PARTS OF THE EXERCISE »
a – In the executor configuration reference, what is the default number of GPUs that the Docker executor requires for each task?
b – Please retype the part of the records that runs from the line containing "[spot] the white framed" through the end of the records.

SELECTED PASSAGE »
The Alias executor (type = alias) is a “symlink” to another underlying executor.

target#

A string containing the name of another executor to defer to. It is lazily resolved at execution time.

Docker executor#

image#

A string that specifies the default Docker image. This can be overridden on a per task basis using task options.

scratch#

A string that specifies the scratch path to volume mount for communicating with the Docker container. If the path is relative, it is interpreted to be relative to the redun configuration directory (e.g. .redun/).

vcpus#

An integer (default: 1) that specifies the default number of virtual CPUs required for each task. This can be overridden on a per task basis using task options.

gpus#

An integer (default: 0) that specifies the default number of GPUs required for each task. This can be overridden on a per task basis using task options.

memory#

A float (default: 4) that specifies the default amount of memory (in Gb) required for each task. This can be overridden on a per task basis using task options.

interactive#

A bool (default: False) that specifies whether the Docker container should be run in interactive mode. This is useful for debugging a workflow since the stdout of every container will be redirected to the terminal.

volumes#

A JSON list of pairs that specifies Docker volume mounts. Each pair is a host and container path. For example, the following syntax is used to mount /tmp/data and /tmp/data2 host directories to /workflow/data and /workflow/data2 container directories, respectively.

volumes = [["/tmp/data", "/workflow/data"], ["/tmp/data2", "/workflow/data2"]]

If host paths are relative, they are assumed relative to the configuration directory (e.g. .redun).

AWS Batch executor#

The AWS Batch executor (type = aws_batch) executes tasks on the AWS Batch compute service.

image#

A string that specifies the default Docker image to use for AWS Batch jobs. This can be overridden on a per task basis using task options.

queue#

A string that specifies the default AWS Batch queue to use for submitting jobs. This can be overridden on a per task basis using task options.

s3_scratch#

A string that specifies the S3 scratch space used to communicate with AWS Batch jobs.

aws_region#

A string that specifies the AWS region containing the user’s AWS Batch service.

THE RECORDS »
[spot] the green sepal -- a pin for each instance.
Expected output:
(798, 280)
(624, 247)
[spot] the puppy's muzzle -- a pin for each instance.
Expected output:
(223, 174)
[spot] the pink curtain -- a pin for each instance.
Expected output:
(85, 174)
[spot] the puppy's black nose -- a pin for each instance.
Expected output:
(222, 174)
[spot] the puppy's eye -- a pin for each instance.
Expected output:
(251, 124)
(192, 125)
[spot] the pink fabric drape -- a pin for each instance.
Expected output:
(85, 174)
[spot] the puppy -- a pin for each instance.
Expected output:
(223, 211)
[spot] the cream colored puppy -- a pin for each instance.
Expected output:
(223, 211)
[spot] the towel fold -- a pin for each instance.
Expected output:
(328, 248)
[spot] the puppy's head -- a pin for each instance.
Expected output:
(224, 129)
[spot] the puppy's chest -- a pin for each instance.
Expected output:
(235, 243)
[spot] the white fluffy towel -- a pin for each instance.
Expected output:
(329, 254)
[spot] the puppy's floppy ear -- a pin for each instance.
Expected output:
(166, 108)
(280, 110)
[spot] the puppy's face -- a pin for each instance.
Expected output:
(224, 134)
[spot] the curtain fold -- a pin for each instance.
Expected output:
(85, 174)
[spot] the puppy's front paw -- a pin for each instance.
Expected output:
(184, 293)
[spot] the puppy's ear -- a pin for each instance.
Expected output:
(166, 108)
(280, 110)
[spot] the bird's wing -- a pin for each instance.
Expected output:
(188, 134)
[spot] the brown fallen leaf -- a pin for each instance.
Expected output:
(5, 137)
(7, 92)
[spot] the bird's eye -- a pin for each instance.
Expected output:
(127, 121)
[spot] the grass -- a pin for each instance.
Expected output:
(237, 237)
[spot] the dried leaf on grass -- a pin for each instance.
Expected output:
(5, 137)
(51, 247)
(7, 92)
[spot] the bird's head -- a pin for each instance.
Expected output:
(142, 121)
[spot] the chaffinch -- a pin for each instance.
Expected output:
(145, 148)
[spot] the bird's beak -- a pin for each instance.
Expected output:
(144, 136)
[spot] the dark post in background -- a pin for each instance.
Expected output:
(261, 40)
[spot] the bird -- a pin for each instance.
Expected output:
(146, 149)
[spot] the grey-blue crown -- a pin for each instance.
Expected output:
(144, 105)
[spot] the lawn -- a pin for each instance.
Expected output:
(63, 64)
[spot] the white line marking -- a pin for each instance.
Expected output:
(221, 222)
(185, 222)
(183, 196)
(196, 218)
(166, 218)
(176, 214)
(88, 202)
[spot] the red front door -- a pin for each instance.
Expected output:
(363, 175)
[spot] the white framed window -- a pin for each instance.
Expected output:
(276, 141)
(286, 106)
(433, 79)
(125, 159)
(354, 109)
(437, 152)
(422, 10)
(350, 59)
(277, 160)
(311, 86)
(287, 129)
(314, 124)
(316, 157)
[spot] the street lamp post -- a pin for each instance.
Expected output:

SOLUTIONS TO THE PROBLEMS »
a – 0

b –
[spot] the white framed window -- a pin for each instance.
Expected output:
(276, 141)
(286, 106)
(433, 79)
(125, 159)
(354, 109)
(437, 152)
(422, 10)
(350, 59)
(277, 160)
(311, 86)
(287, 129)
(314, 124)
(316, 157)
[spot] the street lamp post -- a pin for each instance.
Expected output:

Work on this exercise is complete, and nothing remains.